**** Kutipan terpilih ****

Umumnya batubara di Tabang memiliki kalori rendah hingga medium, dengan harga drop saat ini tentu saja industri tambang batubara Tabang semakin ngos-ngosan. Sementara sawit dan karet juga turun, semoga batu akik di hulu Tabang bisa menambah kocek masyarakat Tabang.
Jalur transportasi alternatif Tabang keluar adalah melalui jalur darat menuju Senyiur kemudian ke Muara Ancalong lalu turun ke Sebulu menggunakan jalur logging. Lama perjalanan kira-kira 5 jam lebih. Muara Ancalong dulunya jalur pelarian Kerajaan Mulawarman Martadipura saat berkonflik dengan Kutai Kartanegara 700 tahun silam. Tak heran di daerah Tabang – Muara Ancalong inilah ditemukan Patung Budha emas ukuran 5 cm yang saat ini tersimpan di museum Mulawarman Tenggarong.

**** Cuplikan data ****

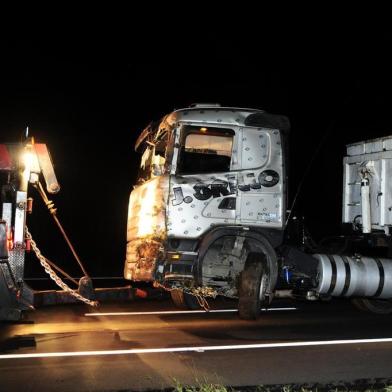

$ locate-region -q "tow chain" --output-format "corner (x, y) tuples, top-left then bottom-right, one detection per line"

****

# [Perintah latihan]
Ketik ulang seluruh kutipan tentang Tabang tanpa mengubah satu kata atau tanda baca pun.

# [Hasil latihan]
Umumnya batubara di Tabang memiliki kalori rendah hingga medium, dengan harga drop saat ini tentu saja industri tambang batubara Tabang semakin ngos-ngosan. Sementara sawit dan karet juga turun, semoga batu akik di hulu Tabang bisa menambah kocek masyarakat Tabang.
Jalur transportasi alternatif Tabang keluar adalah melalui jalur darat menuju Senyiur kemudian ke Muara Ancalong lalu turun ke Sebulu menggunakan jalur logging. Lama perjalanan kira-kira 5 jam lebih. Muara Ancalong dulunya jalur pelarian Kerajaan Mulawarman Martadipura saat berkonflik dengan Kutai Kartanegara 700 tahun silam. Tak heran di daerah Tabang – Muara Ancalong inilah ditemukan Patung Budha emas ukuran 5 cm yang saat ini tersimpan di museum Mulawarman Tenggarong.